[START PROVIDED RECORDS]

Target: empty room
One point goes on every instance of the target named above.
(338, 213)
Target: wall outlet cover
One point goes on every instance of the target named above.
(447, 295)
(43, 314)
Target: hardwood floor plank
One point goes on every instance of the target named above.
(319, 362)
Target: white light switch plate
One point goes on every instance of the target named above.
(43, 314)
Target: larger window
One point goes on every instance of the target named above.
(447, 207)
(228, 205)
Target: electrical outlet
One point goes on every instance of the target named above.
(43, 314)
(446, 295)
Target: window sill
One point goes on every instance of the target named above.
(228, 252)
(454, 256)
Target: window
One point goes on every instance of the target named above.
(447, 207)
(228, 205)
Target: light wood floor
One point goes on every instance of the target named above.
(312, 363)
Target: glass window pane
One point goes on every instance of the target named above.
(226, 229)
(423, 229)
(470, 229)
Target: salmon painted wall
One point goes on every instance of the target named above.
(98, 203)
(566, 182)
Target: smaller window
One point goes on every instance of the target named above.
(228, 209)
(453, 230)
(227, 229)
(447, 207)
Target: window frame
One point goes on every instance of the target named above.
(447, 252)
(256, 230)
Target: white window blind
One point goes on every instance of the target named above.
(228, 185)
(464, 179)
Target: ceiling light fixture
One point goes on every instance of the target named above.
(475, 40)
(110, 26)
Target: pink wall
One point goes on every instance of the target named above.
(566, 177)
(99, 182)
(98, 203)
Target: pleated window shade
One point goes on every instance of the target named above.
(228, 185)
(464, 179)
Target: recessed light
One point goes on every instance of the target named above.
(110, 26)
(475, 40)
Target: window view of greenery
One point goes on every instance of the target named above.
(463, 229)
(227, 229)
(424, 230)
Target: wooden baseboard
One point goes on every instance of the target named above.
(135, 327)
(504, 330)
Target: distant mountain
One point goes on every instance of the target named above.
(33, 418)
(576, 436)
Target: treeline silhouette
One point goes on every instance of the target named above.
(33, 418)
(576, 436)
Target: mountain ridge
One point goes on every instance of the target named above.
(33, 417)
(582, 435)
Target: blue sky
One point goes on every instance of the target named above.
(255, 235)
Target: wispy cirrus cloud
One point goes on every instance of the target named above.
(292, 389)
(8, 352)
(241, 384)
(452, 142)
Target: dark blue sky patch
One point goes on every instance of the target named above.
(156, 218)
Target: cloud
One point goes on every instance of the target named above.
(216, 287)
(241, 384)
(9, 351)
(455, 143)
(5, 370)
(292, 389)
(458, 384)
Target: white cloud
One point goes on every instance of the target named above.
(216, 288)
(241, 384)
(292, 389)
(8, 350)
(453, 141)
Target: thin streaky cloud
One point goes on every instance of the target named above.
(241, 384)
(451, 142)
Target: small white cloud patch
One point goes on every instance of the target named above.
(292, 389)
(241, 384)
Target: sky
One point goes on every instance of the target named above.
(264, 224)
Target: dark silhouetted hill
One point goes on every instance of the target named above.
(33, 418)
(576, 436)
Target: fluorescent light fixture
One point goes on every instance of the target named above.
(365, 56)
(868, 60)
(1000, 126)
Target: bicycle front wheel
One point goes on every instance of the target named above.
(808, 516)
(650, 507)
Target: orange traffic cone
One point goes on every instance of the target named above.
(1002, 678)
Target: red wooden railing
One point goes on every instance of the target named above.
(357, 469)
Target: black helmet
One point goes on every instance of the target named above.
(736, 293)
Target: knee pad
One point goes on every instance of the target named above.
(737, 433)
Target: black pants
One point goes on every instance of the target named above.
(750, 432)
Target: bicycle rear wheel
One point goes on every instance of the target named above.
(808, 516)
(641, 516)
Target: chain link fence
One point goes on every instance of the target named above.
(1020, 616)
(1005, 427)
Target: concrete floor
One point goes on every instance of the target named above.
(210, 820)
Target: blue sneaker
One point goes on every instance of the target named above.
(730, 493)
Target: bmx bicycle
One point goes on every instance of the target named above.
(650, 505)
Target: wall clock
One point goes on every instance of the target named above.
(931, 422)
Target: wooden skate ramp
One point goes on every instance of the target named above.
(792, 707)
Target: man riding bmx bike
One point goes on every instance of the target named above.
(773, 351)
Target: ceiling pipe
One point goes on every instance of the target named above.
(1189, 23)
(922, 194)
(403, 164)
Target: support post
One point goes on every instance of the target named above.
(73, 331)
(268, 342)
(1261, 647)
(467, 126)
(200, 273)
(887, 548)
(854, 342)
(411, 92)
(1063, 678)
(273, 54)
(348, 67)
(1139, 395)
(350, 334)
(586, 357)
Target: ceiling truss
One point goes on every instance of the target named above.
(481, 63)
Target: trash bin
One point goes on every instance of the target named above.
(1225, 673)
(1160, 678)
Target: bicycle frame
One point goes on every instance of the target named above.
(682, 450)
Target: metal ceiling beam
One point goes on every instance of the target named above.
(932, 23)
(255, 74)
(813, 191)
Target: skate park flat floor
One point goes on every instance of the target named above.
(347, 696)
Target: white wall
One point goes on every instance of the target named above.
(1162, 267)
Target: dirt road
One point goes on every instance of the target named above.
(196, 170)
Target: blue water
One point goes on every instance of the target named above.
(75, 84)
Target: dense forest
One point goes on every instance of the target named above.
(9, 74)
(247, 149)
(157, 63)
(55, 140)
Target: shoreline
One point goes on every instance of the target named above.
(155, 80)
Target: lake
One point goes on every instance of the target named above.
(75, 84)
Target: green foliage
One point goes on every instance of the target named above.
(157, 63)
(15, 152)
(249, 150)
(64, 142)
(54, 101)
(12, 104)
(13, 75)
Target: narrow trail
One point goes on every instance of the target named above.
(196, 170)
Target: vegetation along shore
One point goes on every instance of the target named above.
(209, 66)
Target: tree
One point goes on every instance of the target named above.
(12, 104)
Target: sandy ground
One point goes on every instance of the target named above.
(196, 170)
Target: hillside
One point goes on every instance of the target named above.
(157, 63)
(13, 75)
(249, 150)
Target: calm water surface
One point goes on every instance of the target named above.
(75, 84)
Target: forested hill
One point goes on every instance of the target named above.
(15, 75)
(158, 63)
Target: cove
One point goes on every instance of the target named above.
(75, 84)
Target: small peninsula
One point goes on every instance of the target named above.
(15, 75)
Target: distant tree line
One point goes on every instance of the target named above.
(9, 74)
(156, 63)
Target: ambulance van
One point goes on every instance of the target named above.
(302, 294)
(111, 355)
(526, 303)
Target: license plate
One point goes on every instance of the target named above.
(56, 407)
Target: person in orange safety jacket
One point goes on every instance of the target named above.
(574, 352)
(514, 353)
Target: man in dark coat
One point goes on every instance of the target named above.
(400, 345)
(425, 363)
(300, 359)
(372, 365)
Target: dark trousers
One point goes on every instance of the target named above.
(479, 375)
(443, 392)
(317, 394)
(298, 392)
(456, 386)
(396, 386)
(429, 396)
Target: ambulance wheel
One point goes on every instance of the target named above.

[END PROVIDED RECORDS]

AIM OF THE EXERCISE →
Recopy the entries above in their entirety, exactly.

WORKED ANSWER →
Target: empty room
One point goes on every instance of the target named above.
(338, 213)
Target: wall outlet cover
One point goes on every instance of the target named above.
(447, 295)
(43, 314)
Target: hardwood floor plank
One point goes on every instance of the target named above.
(319, 362)
Target: white light switch plate
One point goes on every instance of the target named above.
(43, 314)
Target: larger window
One point goes on every instance of the target named above.
(447, 207)
(228, 205)
Target: electrical outlet
One point goes on every instance of the target named above.
(43, 314)
(446, 295)
Target: window sill
One point goes on every instance of the target named above.
(228, 252)
(454, 256)
Target: window
One point goes on every instance of the target named above.
(447, 207)
(228, 205)
Target: light wood floor
One point goes on every instance of the target named above.
(312, 363)
Target: glass window pane
One point goes on every instance of the target named above.
(226, 229)
(423, 229)
(470, 229)
Target: salmon painted wall
One point goes on every instance of the target named above.
(98, 203)
(566, 182)
Target: smaller window
One point goes on every instance of the target named above.
(228, 209)
(453, 230)
(227, 229)
(447, 207)
Target: window frame
One point goes on every instance of the target named above.
(447, 252)
(256, 230)
Target: white window blind
One point goes on every instance of the target named above.
(228, 185)
(464, 179)
Target: ceiling light fixture
One point goes on every instance of the target named above.
(475, 40)
(110, 26)
Target: pink wall
One point goes on every instance of the target named above.
(566, 177)
(99, 182)
(98, 203)
Target: pleated window shade
One point goes on every instance of the target named above.
(228, 185)
(464, 179)
Target: recessed light
One point goes on every instance of the target named above.
(110, 26)
(475, 40)
Target: window view of greenery
One point goes on every instance of the target named above.
(463, 229)
(227, 229)
(424, 230)
Target: wooden baseboard
One point goes on every instance of the target named above.
(135, 327)
(504, 330)
Target: distant mountain
One point goes on every instance of the target named above.
(33, 418)
(576, 436)
Target: treeline silhouette
One point goes on every instance of the target named above.
(33, 418)
(576, 436)
Target: mountain ridge
One point goes on every instance of the target named above.
(33, 417)
(582, 435)
Target: blue sky
One point goes on every instance of the target named above.
(255, 235)
Target: wispy cirrus cloud
One point goes on every instance of the target named above.
(292, 389)
(8, 352)
(241, 384)
(452, 142)
Target: dark blue sky patch
One point goes on every instance of the target named above.
(156, 218)
Target: cloud
One point goes on every instance of the target named above.
(216, 287)
(241, 384)
(9, 351)
(455, 143)
(5, 370)
(292, 389)
(458, 384)
Target: white cloud
One point goes on every instance of the target named above.
(216, 288)
(241, 384)
(292, 389)
(8, 350)
(453, 141)
Target: thin streaky cloud
One point goes on every instance of the target named above.
(241, 384)
(451, 142)
Target: small white cloud patch
One point goes on every instance of the target named above.
(292, 389)
(241, 384)
Target: sky
One point goes on every instance of the target named above.
(264, 224)
Target: dark silhouetted hill
One point goes on every instance of the target named above.
(33, 418)
(576, 436)
Target: fluorescent light fixture
One point goes on every instance of the target named above.
(365, 56)
(868, 60)
(1000, 126)
Target: bicycle front wheel
One point goes on every instance of the target named above.
(808, 516)
(650, 507)
Target: orange traffic cone
One point goes on every instance of the target named above.
(1002, 678)
Target: red wooden railing
One point goes on every instance of the target named above.
(357, 469)
Target: black helmet
One point goes on every instance of the target named above.
(736, 293)
Target: knee pad
One point goes on every instance of the target named above.
(737, 433)
Target: black pants
One point goes on every instance of the target named above.
(750, 432)
Target: bicycle rear wheel
One point goes on every instance of the target named above.
(808, 516)
(641, 516)
Target: chain link fence
One point goes on every instance of the target named above.
(1020, 616)
(1005, 427)
Target: concrete floor
One point goes on every instance of the target named above.
(210, 820)
Target: blue sneaker
One point goes on every instance of the target named above.
(730, 493)
Target: bmx bicycle
One point goes on every instance of the target named above.
(650, 505)
Target: wall clock
One point goes on every instance of the target named above.
(931, 422)
Target: wooden skate ramp
One point goes on every instance of the target named above.
(792, 707)
Target: man riding bmx bike
One point goes on every instance of the target named above.
(773, 351)
Target: ceiling pipe
One point goes on every instance of the target named above.
(1189, 23)
(922, 194)
(403, 164)
Target: support post
One point goes on every instance of the target named above.
(73, 331)
(268, 342)
(1261, 647)
(467, 126)
(200, 273)
(887, 548)
(854, 342)
(411, 92)
(1063, 678)
(273, 54)
(348, 67)
(1139, 395)
(350, 334)
(586, 357)
Target: ceiling truss
One point goes on every instance of the target named above.
(481, 63)
Target: trash bin
One point goes on every instance of the target named above.
(1225, 673)
(1160, 678)
Target: bicycle frame
One point goes on every instance of the target named above.
(682, 450)
Target: metal ceiling beam
One point goes on every instance of the target named above.
(932, 23)
(255, 74)
(813, 191)
Target: skate park flat floor
One point goes on every instance of the target named above.
(347, 696)
Target: white wall
One point goes on every instance of the target named above.
(1162, 267)
Target: dirt road
One point goes on every instance of the target named above.
(196, 170)
Target: blue water
One point goes on every instance of the target named above.
(75, 84)
Target: dense forest
One point goes on every instance of the target named above.
(9, 74)
(247, 149)
(157, 63)
(55, 140)
Target: shoreline
One point goes on every instance of the target named above.
(155, 80)
Target: lake
One point goes on every instance of the target named above.
(75, 84)
Target: green foliage
One point goes on every instance of the target named above.
(157, 63)
(15, 152)
(249, 150)
(64, 142)
(54, 101)
(12, 104)
(13, 75)
Target: narrow trail
One point goes on every instance of the target named above.
(196, 170)
Target: vegetation along shore
One point goes on every instance of the target named above.
(209, 66)
Target: tree
One point goes on every instance of the target named above.
(12, 104)
Target: sandy ground
One point goes on every instance of the target named above.
(196, 170)
Target: hillside
One point goes on every instance of the target named above.
(157, 63)
(13, 75)
(249, 150)
Target: calm water surface
One point goes on every instance of the target named above.
(75, 84)
Target: forested hill
One point goes on every instance of the target named above.
(15, 75)
(158, 63)
Target: cove
One point goes on every instance of the target named above.
(75, 84)
Target: small peninsula
One point goes on every instance of the target named above.
(15, 75)
Target: distant tree line
One point goes on every instance of the target named above.
(9, 74)
(156, 63)
Target: ambulance van
One point goes on every instance of the target named above.
(302, 294)
(111, 355)
(526, 303)
Target: license plate
One point goes on every instance of the target named above.
(56, 407)
Target: person in orange safety jacket
One point goes on every instance of the target named above.
(574, 352)
(514, 353)
Target: man in dark coat
One point goes on every instance of the target named above.
(400, 345)
(425, 363)
(300, 359)
(372, 365)
Target: dark trousers
One point goes on every instance of the target named above.
(479, 375)
(443, 392)
(317, 394)
(298, 392)
(456, 386)
(396, 386)
(429, 396)
Target: ambulance wheel
One point goes on every instance of the target named above.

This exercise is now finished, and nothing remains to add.